**Saved entries:**
************
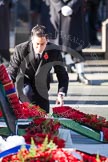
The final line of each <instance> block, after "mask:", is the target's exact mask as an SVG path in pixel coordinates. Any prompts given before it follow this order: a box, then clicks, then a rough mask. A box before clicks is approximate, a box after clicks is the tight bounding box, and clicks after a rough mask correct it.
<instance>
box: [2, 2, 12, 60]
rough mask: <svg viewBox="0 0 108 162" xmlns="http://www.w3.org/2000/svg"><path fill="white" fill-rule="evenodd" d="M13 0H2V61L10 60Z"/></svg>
mask: <svg viewBox="0 0 108 162" xmlns="http://www.w3.org/2000/svg"><path fill="white" fill-rule="evenodd" d="M11 7H12V0H0V62H1V63H2V62H3V61H4V59H5V60H6V62H7V63H8V62H9V61H10V53H9V29H10V9H11Z"/></svg>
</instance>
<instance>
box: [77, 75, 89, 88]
mask: <svg viewBox="0 0 108 162" xmlns="http://www.w3.org/2000/svg"><path fill="white" fill-rule="evenodd" d="M77 81H79V82H81V83H83V84H86V85H89V84H90V81H89V80H88V79H87V78H86V77H85V76H84V74H78V77H77Z"/></svg>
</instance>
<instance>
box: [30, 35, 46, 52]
mask: <svg viewBox="0 0 108 162" xmlns="http://www.w3.org/2000/svg"><path fill="white" fill-rule="evenodd" d="M32 43H33V48H34V51H35V53H42V52H43V51H44V49H45V48H46V45H47V38H46V37H38V36H33V37H32Z"/></svg>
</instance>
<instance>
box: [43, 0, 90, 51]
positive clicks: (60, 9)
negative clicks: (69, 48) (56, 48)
mask: <svg viewBox="0 0 108 162" xmlns="http://www.w3.org/2000/svg"><path fill="white" fill-rule="evenodd" d="M40 4H41V5H40V15H41V19H40V20H41V24H43V25H44V26H46V28H47V32H48V33H49V35H50V38H51V39H52V42H54V43H56V44H59V45H63V46H64V48H63V49H64V50H68V47H69V48H72V49H74V50H78V51H79V50H81V49H82V48H85V47H87V46H88V34H87V22H86V20H87V19H86V12H85V6H86V5H85V2H84V0H64V2H63V1H62V0H41V3H40ZM65 5H68V6H69V7H71V9H72V15H71V16H63V15H62V14H61V8H62V7H63V6H65Z"/></svg>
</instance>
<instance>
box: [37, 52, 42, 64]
mask: <svg viewBox="0 0 108 162" xmlns="http://www.w3.org/2000/svg"><path fill="white" fill-rule="evenodd" d="M40 59H41V57H40V54H37V61H38V63H39V62H40Z"/></svg>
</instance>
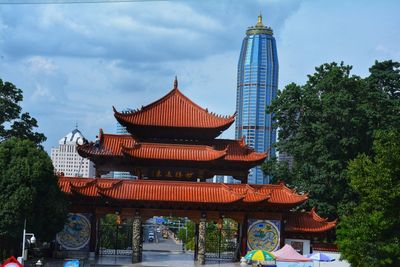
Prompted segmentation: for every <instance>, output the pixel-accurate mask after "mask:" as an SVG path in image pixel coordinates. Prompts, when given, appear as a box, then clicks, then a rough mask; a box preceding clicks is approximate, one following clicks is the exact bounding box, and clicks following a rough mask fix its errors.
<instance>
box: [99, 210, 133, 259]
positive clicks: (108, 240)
mask: <svg viewBox="0 0 400 267" xmlns="http://www.w3.org/2000/svg"><path fill="white" fill-rule="evenodd" d="M99 255H100V256H131V255H132V220H130V219H129V218H126V219H124V220H121V218H120V217H119V215H118V214H106V215H105V216H103V217H101V218H100V220H99Z"/></svg>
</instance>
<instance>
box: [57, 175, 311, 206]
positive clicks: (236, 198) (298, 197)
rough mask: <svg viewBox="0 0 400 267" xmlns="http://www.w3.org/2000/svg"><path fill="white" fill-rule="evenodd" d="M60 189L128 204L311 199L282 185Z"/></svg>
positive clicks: (222, 185)
mask: <svg viewBox="0 0 400 267" xmlns="http://www.w3.org/2000/svg"><path fill="white" fill-rule="evenodd" d="M59 185H60V188H61V190H62V191H63V192H65V193H67V194H79V195H82V196H86V197H101V196H105V197H108V198H112V199H116V200H125V201H160V202H180V203H214V204H229V203H234V202H241V203H244V204H246V203H260V204H261V203H264V204H265V205H298V204H300V203H302V202H304V201H305V200H306V199H307V196H304V195H298V194H296V193H294V192H293V191H291V190H290V189H288V188H287V187H286V186H284V185H282V184H281V185H262V186H252V185H248V184H238V185H231V184H219V183H197V182H175V181H156V182H155V181H154V180H153V181H148V180H117V179H105V178H97V179H93V178H74V177H60V178H59Z"/></svg>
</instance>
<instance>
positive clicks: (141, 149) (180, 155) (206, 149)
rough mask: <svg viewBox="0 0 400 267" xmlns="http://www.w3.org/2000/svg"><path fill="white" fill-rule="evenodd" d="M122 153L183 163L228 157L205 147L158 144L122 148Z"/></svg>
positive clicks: (213, 149) (207, 147) (220, 152)
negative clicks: (187, 160) (225, 156)
mask: <svg viewBox="0 0 400 267" xmlns="http://www.w3.org/2000/svg"><path fill="white" fill-rule="evenodd" d="M122 153H123V154H125V155H128V156H130V157H133V158H140V159H154V158H156V159H159V160H181V161H186V160H189V161H212V160H217V159H220V158H222V157H224V156H225V155H226V151H225V150H215V149H213V148H212V147H210V146H204V145H181V144H158V143H143V144H136V145H134V146H133V147H129V148H128V147H122Z"/></svg>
************
**TO DO:** Reproduce the listing above line for line, leaving out the pictures.

**ANSWER SPACE:**
The final line of each <instance> block, after "mask:", is the target's exact mask as an SVG path in pixel coordinates. Any prompts given before it follow this order: a box, then clicks, then a rough mask. A box before clicks is approximate, a box after clicks is the tight bounding box, and clicks after a rough mask correct it.
<instance>
box: [2, 2, 12, 60]
rough mask: <svg viewBox="0 0 108 162" xmlns="http://www.w3.org/2000/svg"><path fill="white" fill-rule="evenodd" d="M13 0H2V61L10 60Z"/></svg>
mask: <svg viewBox="0 0 108 162" xmlns="http://www.w3.org/2000/svg"><path fill="white" fill-rule="evenodd" d="M11 7H12V0H0V62H1V63H2V62H3V61H4V59H5V60H6V62H7V63H8V62H9V61H10V53H9V29H10V9H11Z"/></svg>
</instance>
<instance>
box: [77, 75, 89, 88]
mask: <svg viewBox="0 0 108 162" xmlns="http://www.w3.org/2000/svg"><path fill="white" fill-rule="evenodd" d="M77 81H79V82H81V83H83V84H86V85H89V84H90V81H89V80H88V79H87V78H86V77H85V76H84V74H78V77H77Z"/></svg>
</instance>
<instance>
box: [30, 35, 46, 52]
mask: <svg viewBox="0 0 108 162" xmlns="http://www.w3.org/2000/svg"><path fill="white" fill-rule="evenodd" d="M32 43H33V48H34V51H35V53H42V52H43V51H44V49H45V48H46V45H47V38H46V37H38V36H33V37H32Z"/></svg>
</instance>
<instance>
box: [43, 0, 90, 51]
positive clicks: (60, 9)
negative clicks: (69, 48) (56, 48)
mask: <svg viewBox="0 0 108 162" xmlns="http://www.w3.org/2000/svg"><path fill="white" fill-rule="evenodd" d="M40 4H41V5H40V15H41V19H40V20H41V24H43V25H44V26H46V28H47V32H48V33H49V35H50V38H51V39H52V42H54V43H56V44H59V45H63V46H64V48H63V49H64V50H68V47H69V48H72V49H74V50H78V51H79V50H81V49H82V48H85V47H87V46H88V34H87V22H86V20H87V19H86V12H85V6H86V5H85V2H84V0H64V2H63V1H62V0H41V3H40ZM65 5H68V6H69V7H71V9H72V15H71V16H63V15H62V14H61V8H62V7H63V6H65Z"/></svg>
</instance>
<instance>
box: [37, 52, 42, 64]
mask: <svg viewBox="0 0 108 162" xmlns="http://www.w3.org/2000/svg"><path fill="white" fill-rule="evenodd" d="M40 59H41V57H40V54H37V61H38V63H39V62H40Z"/></svg>
</instance>
Prompted segmentation: for every <instance>, output the pixel-accurate mask after "mask:" as an SVG path in image pixel coordinates. Prompts, when given, appear as a box, then clicks, then a rough mask; a box preceding clicks is approximate, one following clicks is the exact bounding box, and clicks following a rough mask fix its errors.
<instance>
box: [99, 210, 133, 259]
positive clicks: (108, 240)
mask: <svg viewBox="0 0 400 267" xmlns="http://www.w3.org/2000/svg"><path fill="white" fill-rule="evenodd" d="M99 255H100V256H131V255H132V220H130V219H129V218H126V219H124V220H121V218H120V217H119V215H118V214H106V215H105V216H103V217H101V218H100V220H99Z"/></svg>
</instance>
<instance>
box: [57, 175, 311, 206]
positive clicks: (236, 198) (298, 197)
rough mask: <svg viewBox="0 0 400 267" xmlns="http://www.w3.org/2000/svg"><path fill="white" fill-rule="evenodd" d="M60 189L128 204L311 199L282 185Z"/></svg>
positive clicks: (222, 185)
mask: <svg viewBox="0 0 400 267" xmlns="http://www.w3.org/2000/svg"><path fill="white" fill-rule="evenodd" d="M59 185H60V188H61V190H62V191H63V192H65V193H67V194H79V195H82V196H86V197H101V196H105V197H108V198H112V199H116V200H125V201H160V202H180V203H214V204H229V203H234V202H241V203H244V204H246V203H260V204H261V203H264V204H265V205H298V204H300V203H302V202H304V201H305V200H306V199H307V196H304V195H298V194H296V193H294V192H293V191H291V190H290V189H288V188H287V187H286V186H284V185H282V184H281V185H262V186H252V185H248V184H238V185H231V184H219V183H197V182H175V181H156V182H155V181H154V180H153V181H148V180H117V179H105V178H97V179H93V178H74V177H60V178H59Z"/></svg>
</instance>
<instance>
positive clicks: (141, 149) (180, 155) (206, 149)
rough mask: <svg viewBox="0 0 400 267" xmlns="http://www.w3.org/2000/svg"><path fill="white" fill-rule="evenodd" d="M122 153L183 163L228 157L205 147L158 144L122 148Z"/></svg>
positive clicks: (213, 149) (207, 147) (220, 152)
negative clicks: (187, 160) (225, 156)
mask: <svg viewBox="0 0 400 267" xmlns="http://www.w3.org/2000/svg"><path fill="white" fill-rule="evenodd" d="M122 153H123V154H125V155H128V156H130V157H133V158H140V159H154V158H156V159H159V160H181V161H186V160H189V161H212V160H217V159H220V158H222V157H224V156H225V155H226V151H225V150H215V149H213V148H212V147H210V146H204V145H181V144H158V143H143V144H136V145H134V146H133V147H129V148H128V147H122Z"/></svg>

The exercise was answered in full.